_Short problem_
Return every one of the records below verbatim, with no changes.

_Material supplied_
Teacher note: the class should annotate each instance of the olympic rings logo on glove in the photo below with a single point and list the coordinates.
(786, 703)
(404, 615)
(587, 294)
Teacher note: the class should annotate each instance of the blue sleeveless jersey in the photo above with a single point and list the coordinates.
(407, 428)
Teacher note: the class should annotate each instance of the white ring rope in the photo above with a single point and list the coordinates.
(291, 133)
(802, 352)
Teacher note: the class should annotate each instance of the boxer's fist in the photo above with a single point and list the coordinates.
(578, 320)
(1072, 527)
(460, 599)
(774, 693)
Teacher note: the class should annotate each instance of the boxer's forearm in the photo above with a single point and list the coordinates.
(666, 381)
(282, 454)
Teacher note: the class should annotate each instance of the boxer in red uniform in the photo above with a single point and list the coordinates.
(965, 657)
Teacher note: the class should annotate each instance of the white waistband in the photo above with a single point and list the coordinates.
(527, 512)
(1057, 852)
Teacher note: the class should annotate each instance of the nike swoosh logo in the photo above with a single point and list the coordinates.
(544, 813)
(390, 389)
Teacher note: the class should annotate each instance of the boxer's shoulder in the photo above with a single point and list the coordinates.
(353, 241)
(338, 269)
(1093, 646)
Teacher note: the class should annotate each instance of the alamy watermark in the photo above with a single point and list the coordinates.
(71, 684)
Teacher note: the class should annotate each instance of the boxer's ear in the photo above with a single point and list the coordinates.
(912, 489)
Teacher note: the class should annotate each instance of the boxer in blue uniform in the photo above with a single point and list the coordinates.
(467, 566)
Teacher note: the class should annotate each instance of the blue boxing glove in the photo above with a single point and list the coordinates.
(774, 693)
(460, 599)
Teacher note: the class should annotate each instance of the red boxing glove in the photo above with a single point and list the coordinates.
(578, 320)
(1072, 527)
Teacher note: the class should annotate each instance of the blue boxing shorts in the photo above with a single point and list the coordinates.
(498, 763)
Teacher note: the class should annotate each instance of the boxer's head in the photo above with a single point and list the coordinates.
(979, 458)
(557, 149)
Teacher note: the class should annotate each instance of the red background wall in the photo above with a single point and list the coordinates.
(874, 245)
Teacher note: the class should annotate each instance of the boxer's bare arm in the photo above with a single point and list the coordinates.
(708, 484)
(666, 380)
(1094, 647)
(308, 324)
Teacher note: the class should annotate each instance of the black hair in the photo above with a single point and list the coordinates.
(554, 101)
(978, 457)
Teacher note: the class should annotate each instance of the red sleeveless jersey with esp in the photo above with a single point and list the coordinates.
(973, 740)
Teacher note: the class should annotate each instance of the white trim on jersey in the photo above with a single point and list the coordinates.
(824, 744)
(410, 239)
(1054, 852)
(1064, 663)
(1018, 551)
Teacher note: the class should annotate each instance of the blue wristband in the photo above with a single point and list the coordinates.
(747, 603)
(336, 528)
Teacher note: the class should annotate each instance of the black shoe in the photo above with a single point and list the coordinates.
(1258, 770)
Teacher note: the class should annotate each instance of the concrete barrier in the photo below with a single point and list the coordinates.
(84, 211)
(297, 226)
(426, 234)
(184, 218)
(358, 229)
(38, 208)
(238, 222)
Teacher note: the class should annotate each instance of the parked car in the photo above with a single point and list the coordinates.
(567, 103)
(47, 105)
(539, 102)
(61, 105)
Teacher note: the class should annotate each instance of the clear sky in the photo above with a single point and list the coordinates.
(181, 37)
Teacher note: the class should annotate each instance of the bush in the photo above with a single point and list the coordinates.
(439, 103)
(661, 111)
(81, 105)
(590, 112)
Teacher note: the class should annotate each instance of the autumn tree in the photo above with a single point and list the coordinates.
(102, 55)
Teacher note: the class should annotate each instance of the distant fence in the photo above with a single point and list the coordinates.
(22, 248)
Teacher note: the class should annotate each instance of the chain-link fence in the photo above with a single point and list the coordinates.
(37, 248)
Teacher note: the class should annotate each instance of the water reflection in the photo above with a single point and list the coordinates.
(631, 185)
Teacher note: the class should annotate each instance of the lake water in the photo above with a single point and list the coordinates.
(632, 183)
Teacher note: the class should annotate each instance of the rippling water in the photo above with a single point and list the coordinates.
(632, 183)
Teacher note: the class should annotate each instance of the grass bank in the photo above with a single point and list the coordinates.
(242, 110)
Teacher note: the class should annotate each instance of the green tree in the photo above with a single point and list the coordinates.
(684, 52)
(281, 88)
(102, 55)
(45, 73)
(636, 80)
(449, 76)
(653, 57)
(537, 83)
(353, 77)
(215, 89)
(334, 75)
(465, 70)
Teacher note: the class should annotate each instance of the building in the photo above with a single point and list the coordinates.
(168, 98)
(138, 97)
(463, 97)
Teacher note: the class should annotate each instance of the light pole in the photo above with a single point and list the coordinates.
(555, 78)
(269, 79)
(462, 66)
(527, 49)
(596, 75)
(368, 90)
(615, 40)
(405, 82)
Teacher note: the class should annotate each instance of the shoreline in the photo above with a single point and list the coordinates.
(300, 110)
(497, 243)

_Task output_
Teacher note: the class should annotate each instance of the olympic rings logo on glove in the photo below with a single point and list the coordinates.
(786, 703)
(404, 615)
(587, 294)
Teacher note: the class should annotate each instance of the blue sleeveless jersey in the photo above with a single point and list the coordinates.
(407, 428)
Teacher note: the class should annotate each instance of the white ring rope in the photo above with a single point and list the coordinates.
(291, 133)
(802, 352)
Teacher note: the class should annotate each instance of the boxer's fist in the photo above with a single point and list the coordinates.
(578, 320)
(1072, 527)
(460, 599)
(774, 693)
Teacher note: the class should annotate each instance of the boxer's forearm in the photo above with a single point and list the coordinates.
(666, 381)
(282, 454)
Teacher note: the class should annotate each instance of the boxer in red uniform in the photo above with a single point and list the coordinates.
(965, 657)
Teacher note: the class should annotate each instance of the white waistband in the photo above with a single point and list the coordinates.
(527, 512)
(1057, 852)
Teacher note: the class should annotate each instance of the nike swoosh logo in the photo above with a single point and list the coordinates.
(544, 813)
(390, 389)
Teacher note: the class should annotate each instance of the boxer's shoulder in the photo above with a single point and list the coordinates.
(353, 241)
(338, 269)
(1093, 646)
Teacher note: the class should annotate each instance of the alamy watermark in the photo above with a single point and list the coordinates.
(71, 684)
Teacher note: the class should annotate each instance of the boxer's ear in the photo above with a single point and list the coordinates.
(912, 489)
Teacher note: the class should annotate each instance of the boxer in blue uniform in the photo above with a single point and list the coordinates.
(467, 566)
Teacher note: the class should annotate each instance of the blue boxing glove in the photo above with a single point and list the coordinates.
(774, 693)
(460, 599)
Teacher note: the class should annotate each instance of the red boxing glove in the photo above with a single point and list the coordinates.
(578, 320)
(1072, 527)
Teacher note: the class should annotate each instance of the blue boxing shorts in the photo above with a single point and list the coordinates.
(498, 763)
Teacher note: the class should annotate each instance of the boxer's head in the photo above with a single point and list the coordinates.
(979, 458)
(557, 149)
Teacher note: the class should annotate each instance of the red background wall in the photo above with a single point and list the coordinates.
(874, 245)
Teacher note: the class should annotate each instance of the boxer's bare arm in the photo above with a single point and list the coordinates.
(708, 484)
(666, 380)
(1094, 647)
(308, 324)
Teacher note: the class should annotate each instance of the black hair in the photo above with a single point and list the coordinates.
(554, 101)
(978, 457)
Teacher note: the class should annotate each instance of the red sleeveless jersey with esp in the photo above with a single point and list the coordinates.
(973, 740)
Teacher note: the class should annotate each instance of the white trim on jersey in the photo above with a single point and list the coordinates.
(824, 744)
(410, 239)
(1054, 852)
(1064, 663)
(1018, 551)
Teacher note: the class should annotate each instance of the blue wristband in the photo above with a single point and list the coordinates.
(747, 603)
(336, 528)
Teacher note: the class should annotate each instance of the black shoe in the photo above with a single point and list the coordinates.
(1258, 770)
Teacher note: the class should annotate each instance of the concrete barrier in the photo below with a single point and list the coordinates.
(84, 211)
(297, 226)
(426, 234)
(184, 218)
(358, 229)
(38, 208)
(238, 222)
Teacher note: the class should annotate each instance of the parked car in the photo above with a single point and list the coordinates.
(567, 103)
(47, 105)
(539, 102)
(61, 105)
Teacher note: the class should annotate each instance of the clear sky in the photo above with a single point and list the coordinates.
(181, 37)
Teacher note: the class should annotate each instance of the bush in the photo above with a single point and list the coordinates.
(439, 103)
(661, 111)
(81, 105)
(590, 112)
Teacher note: the class should annotate each instance of the autumn tree in the photo above with a single point and list the coordinates.
(102, 55)
Teacher note: the class should annotate each instance of the distant fence in the photo above with a single point and list the coordinates.
(22, 248)
Teacher note: the class should annotate each instance of the chain-link fence in the photo above with a single point and list the coordinates.
(37, 248)
Teacher note: the class should annotate each instance of the water reflection in the photo above with a single point and list the coordinates.
(631, 185)
Teacher note: the class should annotate each instance of the lake water in the photo above with a single point and list the coordinates.
(632, 183)
Teacher note: the class should annotate each instance of the rippling water in the photo above with a single point and list the coordinates.
(632, 183)
Teacher note: the class should annotate each instance of the grass bank in the photo above with a single point and list the coordinates.
(242, 110)
Teacher note: the class should annotate each instance of the green tree in the photo above with a single point and list the coordinates.
(684, 52)
(281, 88)
(102, 55)
(45, 73)
(636, 80)
(449, 76)
(653, 57)
(537, 83)
(353, 77)
(215, 89)
(334, 75)
(465, 70)
Teacher note: the class should annotate each instance of the building in the photo above with a single point and list the coordinates.
(168, 98)
(138, 97)
(463, 97)
Teacher note: the class should annotate each instance of the light pole in the photo above with a single point and list the coordinates.
(555, 78)
(269, 79)
(462, 66)
(527, 49)
(596, 75)
(368, 90)
(615, 40)
(405, 82)
Teacher note: the class should annotate each instance of the shoreline in the photo above with a single point and list the coordinates.
(300, 110)
(497, 243)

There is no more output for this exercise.